Schreib-Werkzeuge, die unter die Haut gehen

Der Erzähler, der Erzähler, der Erzähler. So wichtig wie Kamera, Filmmusik und Regisseur zusammen. Die Stimme, die uns eine Geschichte zugänglich macht. Aber auch eine Figur hat ihre eigene Stimme innerhalb einer Erzählung. Und es gibt Methoden, diese beiden Stimmen fast zu einer verschmelzen zu lassen. Mit diesen Werkzeugen kannst du deinen Figuren so richtig unter die Haut gehen – und nein, es geht totzdem nicht um Horror-Literatur! 😉

 

Erlebte Rede und Innerer Monolog

Die „Rede“ des Erzählers ist immer Vermittlung zwischen Geschehen und Leser und zwischen Leser und Figuren. Reine Figurenrede gibt es nur in den Dialogen. Unmittelbarkeit ist in der erzählerischen Literatur eine Illusion. Aber es gibt einige Redeformen, die dazu dienen, der Unmittelbarkeit so nahe wie möglich zu kommen und den Abgrund zwischen Leser und Figur zu überwinden.

 

Bewusstseinsstrom: Wie es dazu kam

Ende des 19. /Anfang des 20. Jahrhunderts versuchten Romanciers, den Erzähler als Vermittlerfigur soweit wie möglich zu eliminieren. Eine Möglichkeit war, weg von dem urteilenden Erzähler und hin zu einem neutralen Erzähler zu gehen. Eine „Reflektionsfigur“ musste her, die das Geschehen wiedergibt, ohne sich als eine eigene, erkenn- und charakterisierbare Stimme zu manifestieren. Dieser Erzähler sollte nur noch ein Medium sein, sonst nichts.

■ ■ ■

AUFGABEN:
A. Bitte schreibe den Textauszug von „Bewusstseinsstrom: Wie es“ bis „sein, sonst nichts.“ wortgetreu ab.
B. Wann versuchten Romanciers laut dem Textauszug, den Erzähler als Vermittlerfigur so weit wie möglich zu eliminieren?

VORLIEGENDES MATERIAL:

■ ■ ■

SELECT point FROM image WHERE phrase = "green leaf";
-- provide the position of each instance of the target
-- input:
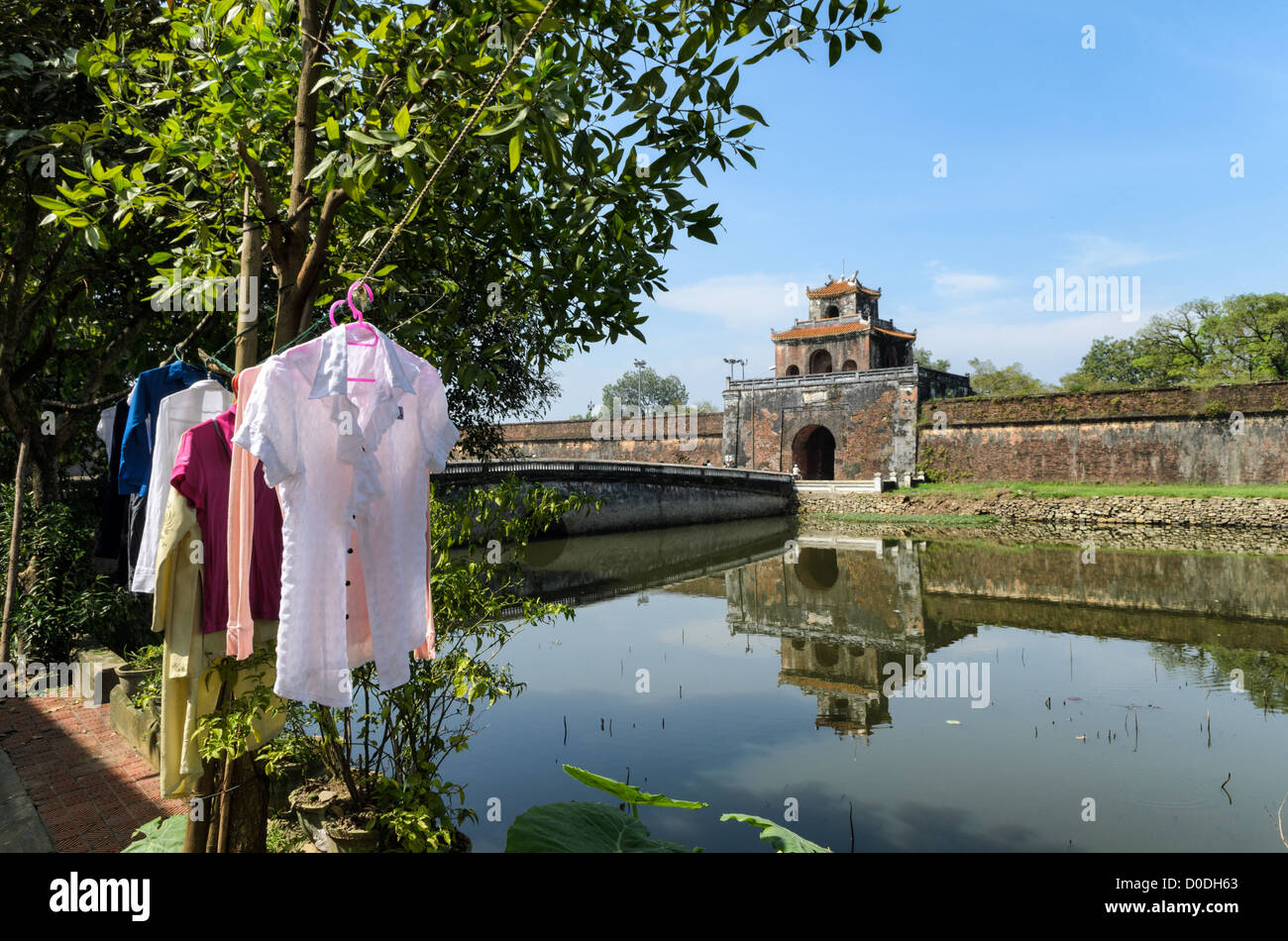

■ ■ ■

LÖSUNGEN:
A.
Bewusstseinsstrom: Wie es dazu kam

Ende des 19. /Anfang des 20. Jahrhunderts versuchten Romanciers, den Erzähler als Vermittlerfigur soweit wie möglich zu eliminieren. Eine Möglichkeit war, weg von dem urteilenden Erzähler und hin zu einem neutralen Erzähler zu gehen. Eine „Reflektionsfigur“ musste her, die das Geschehen wiedergibt, ohne sich als eine eigene, erkenn- und charakterisierbare Stimme zu manifestieren. Dieser Erzähler sollte nur noch ein Medium sein, sonst nichts.

B. Ende des 19. und Anfang des 20. Jahrhunderts.